Provided entries →
★ ★ ★ ★ ★

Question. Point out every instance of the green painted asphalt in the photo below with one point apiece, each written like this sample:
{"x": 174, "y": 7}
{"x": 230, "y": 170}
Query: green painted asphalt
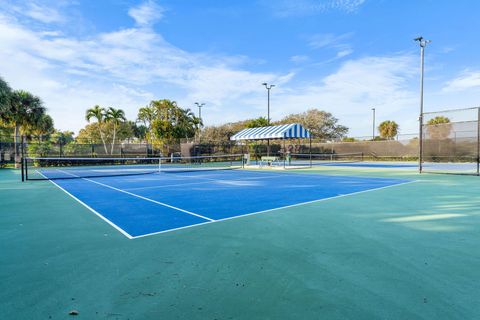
{"x": 405, "y": 252}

★ ★ ★ ★ ★

Brief → Update the records by putting "red brick sidewalk" wherever "green painted asphalt" appears, with nothing else changed. Leave the pictures out.

Complete response →
Question. Point out every instance of the red brick sidewalk in the photo below with one point apiece, each written like this sample:
{"x": 174, "y": 7}
{"x": 230, "y": 170}
Query: red brick sidewalk
{"x": 405, "y": 252}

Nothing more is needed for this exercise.